■ SUPPLIED MATERIAL
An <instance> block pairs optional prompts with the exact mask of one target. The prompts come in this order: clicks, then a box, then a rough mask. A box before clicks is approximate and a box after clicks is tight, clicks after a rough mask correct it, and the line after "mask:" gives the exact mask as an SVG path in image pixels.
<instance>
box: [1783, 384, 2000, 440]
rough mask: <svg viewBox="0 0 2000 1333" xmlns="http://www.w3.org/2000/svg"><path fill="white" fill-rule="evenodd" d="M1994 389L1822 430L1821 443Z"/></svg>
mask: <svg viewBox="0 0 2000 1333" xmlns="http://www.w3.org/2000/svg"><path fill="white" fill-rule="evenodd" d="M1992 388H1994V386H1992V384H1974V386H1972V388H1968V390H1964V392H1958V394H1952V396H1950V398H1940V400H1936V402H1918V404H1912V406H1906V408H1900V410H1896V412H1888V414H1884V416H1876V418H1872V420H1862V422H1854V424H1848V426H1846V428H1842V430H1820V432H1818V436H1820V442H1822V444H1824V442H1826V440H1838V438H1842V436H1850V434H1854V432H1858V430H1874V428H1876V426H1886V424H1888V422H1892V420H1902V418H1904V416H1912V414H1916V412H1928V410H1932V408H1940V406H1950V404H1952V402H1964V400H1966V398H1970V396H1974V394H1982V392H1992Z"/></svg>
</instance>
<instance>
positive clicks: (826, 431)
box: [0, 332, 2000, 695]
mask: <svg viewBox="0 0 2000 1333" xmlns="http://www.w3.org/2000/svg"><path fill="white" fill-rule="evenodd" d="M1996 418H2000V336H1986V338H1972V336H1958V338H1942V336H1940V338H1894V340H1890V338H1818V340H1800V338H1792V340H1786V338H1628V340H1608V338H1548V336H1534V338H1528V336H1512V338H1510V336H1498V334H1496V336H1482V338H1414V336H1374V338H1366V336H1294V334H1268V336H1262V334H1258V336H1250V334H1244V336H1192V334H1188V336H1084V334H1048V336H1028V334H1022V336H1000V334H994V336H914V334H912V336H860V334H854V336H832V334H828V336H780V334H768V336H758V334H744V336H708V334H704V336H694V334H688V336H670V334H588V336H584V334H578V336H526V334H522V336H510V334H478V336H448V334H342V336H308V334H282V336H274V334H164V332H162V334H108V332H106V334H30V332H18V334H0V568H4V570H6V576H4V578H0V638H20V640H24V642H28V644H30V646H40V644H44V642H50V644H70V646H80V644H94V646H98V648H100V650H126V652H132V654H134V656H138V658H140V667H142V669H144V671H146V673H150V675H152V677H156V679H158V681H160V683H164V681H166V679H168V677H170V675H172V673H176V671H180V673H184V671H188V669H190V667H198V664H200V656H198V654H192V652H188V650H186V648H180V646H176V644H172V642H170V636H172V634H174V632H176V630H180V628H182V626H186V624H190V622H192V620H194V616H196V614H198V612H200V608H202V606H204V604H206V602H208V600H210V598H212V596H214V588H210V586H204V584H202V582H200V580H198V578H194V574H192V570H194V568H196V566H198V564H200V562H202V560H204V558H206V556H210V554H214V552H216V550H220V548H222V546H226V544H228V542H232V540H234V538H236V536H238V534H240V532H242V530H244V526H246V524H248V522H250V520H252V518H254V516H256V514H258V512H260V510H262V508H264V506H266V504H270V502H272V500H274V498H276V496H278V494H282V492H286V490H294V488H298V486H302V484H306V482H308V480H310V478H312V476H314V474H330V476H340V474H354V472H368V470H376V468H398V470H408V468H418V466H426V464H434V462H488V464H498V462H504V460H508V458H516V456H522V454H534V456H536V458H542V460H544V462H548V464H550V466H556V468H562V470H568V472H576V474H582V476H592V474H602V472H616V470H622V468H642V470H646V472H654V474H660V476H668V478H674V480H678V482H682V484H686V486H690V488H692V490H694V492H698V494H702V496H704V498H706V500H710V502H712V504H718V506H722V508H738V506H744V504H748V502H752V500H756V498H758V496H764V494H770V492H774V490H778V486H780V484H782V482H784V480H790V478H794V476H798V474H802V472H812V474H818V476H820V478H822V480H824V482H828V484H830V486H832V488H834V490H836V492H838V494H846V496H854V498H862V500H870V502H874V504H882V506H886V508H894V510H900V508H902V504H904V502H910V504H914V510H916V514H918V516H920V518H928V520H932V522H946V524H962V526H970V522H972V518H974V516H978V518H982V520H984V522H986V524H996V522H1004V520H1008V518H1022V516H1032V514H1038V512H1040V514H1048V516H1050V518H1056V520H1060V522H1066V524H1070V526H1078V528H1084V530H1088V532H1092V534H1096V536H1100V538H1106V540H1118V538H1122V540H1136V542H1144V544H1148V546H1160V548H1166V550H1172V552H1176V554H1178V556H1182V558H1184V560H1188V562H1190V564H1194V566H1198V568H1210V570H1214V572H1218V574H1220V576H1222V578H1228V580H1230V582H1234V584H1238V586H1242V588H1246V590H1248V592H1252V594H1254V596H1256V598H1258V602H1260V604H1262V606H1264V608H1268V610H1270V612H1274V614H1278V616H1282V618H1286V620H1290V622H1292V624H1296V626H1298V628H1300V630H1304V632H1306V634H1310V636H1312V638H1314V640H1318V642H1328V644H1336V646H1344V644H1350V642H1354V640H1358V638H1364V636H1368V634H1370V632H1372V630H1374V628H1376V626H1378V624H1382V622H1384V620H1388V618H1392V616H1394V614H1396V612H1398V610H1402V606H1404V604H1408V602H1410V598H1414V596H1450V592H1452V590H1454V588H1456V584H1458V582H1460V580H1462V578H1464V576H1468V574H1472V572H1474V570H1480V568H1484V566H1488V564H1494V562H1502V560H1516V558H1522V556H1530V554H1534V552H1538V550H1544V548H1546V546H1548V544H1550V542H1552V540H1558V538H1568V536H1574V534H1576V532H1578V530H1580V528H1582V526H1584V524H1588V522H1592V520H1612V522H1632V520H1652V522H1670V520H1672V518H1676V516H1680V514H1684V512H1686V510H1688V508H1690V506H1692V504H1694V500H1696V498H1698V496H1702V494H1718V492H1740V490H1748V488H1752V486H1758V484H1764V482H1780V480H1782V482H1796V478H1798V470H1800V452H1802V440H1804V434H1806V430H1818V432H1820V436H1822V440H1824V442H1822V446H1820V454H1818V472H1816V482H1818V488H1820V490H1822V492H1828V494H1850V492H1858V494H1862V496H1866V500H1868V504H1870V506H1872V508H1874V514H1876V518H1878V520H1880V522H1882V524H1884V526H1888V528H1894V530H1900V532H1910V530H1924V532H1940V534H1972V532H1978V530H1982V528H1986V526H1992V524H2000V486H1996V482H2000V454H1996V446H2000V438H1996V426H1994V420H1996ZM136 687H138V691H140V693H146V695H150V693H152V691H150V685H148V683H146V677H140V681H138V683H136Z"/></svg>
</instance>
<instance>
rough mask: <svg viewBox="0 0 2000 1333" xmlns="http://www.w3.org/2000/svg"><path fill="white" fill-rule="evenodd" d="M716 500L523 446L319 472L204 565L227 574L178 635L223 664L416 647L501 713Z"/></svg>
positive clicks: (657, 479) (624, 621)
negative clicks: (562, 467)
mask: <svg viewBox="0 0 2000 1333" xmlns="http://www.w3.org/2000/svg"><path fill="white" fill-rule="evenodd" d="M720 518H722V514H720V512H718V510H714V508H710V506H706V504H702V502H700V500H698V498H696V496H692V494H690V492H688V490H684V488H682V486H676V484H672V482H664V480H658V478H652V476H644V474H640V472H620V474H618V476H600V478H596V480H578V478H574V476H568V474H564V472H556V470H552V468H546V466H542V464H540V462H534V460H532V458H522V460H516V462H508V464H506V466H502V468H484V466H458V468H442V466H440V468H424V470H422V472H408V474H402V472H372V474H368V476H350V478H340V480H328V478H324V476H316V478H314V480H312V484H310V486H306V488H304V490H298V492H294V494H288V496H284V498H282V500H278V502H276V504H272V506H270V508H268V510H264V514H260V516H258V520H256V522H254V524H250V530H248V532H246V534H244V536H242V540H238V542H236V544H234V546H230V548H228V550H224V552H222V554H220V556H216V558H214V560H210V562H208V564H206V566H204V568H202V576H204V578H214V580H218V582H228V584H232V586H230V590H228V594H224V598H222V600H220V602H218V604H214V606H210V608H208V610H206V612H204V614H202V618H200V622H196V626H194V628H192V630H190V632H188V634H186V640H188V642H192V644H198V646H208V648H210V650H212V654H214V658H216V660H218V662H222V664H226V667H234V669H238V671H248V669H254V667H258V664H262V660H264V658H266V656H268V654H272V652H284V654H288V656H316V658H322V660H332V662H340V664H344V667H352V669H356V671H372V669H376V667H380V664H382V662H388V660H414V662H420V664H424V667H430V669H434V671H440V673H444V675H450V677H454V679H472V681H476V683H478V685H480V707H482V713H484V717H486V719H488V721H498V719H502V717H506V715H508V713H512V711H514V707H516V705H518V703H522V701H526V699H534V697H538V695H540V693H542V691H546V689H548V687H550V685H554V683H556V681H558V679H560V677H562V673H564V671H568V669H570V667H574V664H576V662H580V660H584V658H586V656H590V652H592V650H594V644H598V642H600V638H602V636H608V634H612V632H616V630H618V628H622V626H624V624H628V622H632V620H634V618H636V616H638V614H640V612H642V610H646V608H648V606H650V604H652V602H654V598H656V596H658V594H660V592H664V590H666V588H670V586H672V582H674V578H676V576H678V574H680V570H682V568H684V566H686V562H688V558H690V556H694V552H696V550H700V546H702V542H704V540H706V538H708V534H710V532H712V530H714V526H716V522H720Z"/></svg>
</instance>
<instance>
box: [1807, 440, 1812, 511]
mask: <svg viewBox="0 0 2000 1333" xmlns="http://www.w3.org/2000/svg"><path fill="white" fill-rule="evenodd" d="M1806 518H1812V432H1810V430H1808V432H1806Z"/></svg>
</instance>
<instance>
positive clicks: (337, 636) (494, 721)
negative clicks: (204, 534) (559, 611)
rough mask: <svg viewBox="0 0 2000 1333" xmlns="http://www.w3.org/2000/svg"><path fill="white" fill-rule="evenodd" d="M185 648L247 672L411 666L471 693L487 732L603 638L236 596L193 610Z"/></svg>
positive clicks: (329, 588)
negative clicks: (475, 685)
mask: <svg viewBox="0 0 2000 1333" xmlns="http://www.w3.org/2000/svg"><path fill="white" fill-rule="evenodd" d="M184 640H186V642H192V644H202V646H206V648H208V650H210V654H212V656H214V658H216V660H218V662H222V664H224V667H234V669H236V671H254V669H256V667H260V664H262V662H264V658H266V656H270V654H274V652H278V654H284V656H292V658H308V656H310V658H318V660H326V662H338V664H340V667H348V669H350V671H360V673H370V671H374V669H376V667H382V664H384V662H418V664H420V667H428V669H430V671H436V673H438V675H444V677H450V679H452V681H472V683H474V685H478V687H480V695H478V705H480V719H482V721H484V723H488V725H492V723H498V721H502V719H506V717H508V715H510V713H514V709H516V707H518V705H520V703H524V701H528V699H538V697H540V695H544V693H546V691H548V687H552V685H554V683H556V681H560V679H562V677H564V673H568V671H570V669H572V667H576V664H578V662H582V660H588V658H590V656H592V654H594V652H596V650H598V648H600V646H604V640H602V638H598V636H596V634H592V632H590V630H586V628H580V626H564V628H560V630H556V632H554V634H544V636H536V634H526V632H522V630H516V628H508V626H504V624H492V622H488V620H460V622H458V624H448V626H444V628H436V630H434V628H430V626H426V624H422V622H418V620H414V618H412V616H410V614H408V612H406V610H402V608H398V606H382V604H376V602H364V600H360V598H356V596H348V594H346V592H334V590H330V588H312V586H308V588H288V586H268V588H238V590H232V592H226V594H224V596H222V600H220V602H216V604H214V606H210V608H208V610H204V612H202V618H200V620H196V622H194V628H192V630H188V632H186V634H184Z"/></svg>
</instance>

■ WHAT IS EXPECTED
Retype the listing above, word for word, from its first line to the line containing "box: [1783, 384, 2000, 440]", both ends included.

■ RESPONSE TO THE TASK
An <instance> block pairs optional prompts with the exact mask of one target. The prompts come in this order: clicks, then a box, then a rough mask. A box before clicks is approximate and a box after clicks is tight, clicks after a rough mask correct it, and the line after "mask:" gives the exact mask as an SVG path in image pixels.
<instance>
box: [1783, 384, 2000, 440]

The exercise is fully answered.